■ What the task asks ■
Output the entries below exactly, from the first line to the line holding "look for church", both included.

■ Provided records ■
● ● ● ● ● ● ●
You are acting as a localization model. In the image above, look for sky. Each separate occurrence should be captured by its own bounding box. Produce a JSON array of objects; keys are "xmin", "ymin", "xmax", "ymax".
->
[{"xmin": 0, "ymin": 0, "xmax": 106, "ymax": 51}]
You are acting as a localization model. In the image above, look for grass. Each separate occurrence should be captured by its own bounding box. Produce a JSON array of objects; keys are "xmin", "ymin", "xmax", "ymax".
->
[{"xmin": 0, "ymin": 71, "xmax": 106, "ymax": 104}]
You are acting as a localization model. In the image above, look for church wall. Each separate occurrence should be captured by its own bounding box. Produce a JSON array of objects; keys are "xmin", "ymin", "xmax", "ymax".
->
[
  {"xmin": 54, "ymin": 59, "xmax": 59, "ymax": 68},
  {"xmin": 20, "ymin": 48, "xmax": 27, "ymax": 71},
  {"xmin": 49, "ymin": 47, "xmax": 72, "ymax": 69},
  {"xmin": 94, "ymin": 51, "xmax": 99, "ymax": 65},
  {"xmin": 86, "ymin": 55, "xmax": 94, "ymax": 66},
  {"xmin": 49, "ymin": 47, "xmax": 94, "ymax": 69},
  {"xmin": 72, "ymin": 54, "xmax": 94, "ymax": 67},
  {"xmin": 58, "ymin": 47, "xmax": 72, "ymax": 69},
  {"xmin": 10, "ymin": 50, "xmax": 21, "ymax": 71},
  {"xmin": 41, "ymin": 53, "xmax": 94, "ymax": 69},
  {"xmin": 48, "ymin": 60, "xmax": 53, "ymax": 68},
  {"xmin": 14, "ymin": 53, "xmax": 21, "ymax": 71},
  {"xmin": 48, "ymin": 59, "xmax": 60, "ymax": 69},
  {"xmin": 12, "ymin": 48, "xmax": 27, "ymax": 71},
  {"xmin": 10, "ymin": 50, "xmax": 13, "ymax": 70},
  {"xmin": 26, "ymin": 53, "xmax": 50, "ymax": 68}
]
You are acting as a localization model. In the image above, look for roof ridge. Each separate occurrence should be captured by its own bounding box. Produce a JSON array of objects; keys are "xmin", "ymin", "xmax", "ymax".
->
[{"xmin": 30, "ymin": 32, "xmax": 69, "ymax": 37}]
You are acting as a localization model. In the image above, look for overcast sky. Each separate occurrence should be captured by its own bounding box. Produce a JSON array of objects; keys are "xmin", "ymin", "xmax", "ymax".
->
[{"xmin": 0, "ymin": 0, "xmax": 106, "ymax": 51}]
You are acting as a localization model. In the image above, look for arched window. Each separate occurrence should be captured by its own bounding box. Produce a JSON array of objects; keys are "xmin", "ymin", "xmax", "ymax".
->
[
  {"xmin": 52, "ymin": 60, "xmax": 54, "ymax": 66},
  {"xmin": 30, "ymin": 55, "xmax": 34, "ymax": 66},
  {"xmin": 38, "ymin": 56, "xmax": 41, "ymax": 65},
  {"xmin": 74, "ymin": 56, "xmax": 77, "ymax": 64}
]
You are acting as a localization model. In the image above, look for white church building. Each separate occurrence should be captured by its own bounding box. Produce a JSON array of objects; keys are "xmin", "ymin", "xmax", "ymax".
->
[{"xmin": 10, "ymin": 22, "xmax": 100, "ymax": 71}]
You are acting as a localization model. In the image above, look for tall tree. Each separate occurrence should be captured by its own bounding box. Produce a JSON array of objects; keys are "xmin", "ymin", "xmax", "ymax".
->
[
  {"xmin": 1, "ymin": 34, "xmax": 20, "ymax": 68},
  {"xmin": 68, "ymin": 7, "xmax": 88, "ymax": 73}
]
● ● ● ● ● ● ●
■ Exercise solution ■
You are acting as a localization model. In the image above, look for sky. Each separate occurrence should be captured by its own bounding box. Produce a JSON array of objects; keys are "xmin", "ymin", "xmax", "ymax".
->
[{"xmin": 0, "ymin": 0, "xmax": 106, "ymax": 51}]
You are acting as a localization model. In the image above, look for grass. Each separate occurrence should be captured by its own bounding box. Produce a JSON array of objects; keys are "xmin", "ymin", "xmax", "ymax".
->
[{"xmin": 0, "ymin": 71, "xmax": 106, "ymax": 104}]
You are acting as a localization model. In the image above, look for church wall. Each separate occurrence should be captured by its own bounding box. Produce a JSON array of objects; keys are "xmin", "ymin", "xmax", "ymax".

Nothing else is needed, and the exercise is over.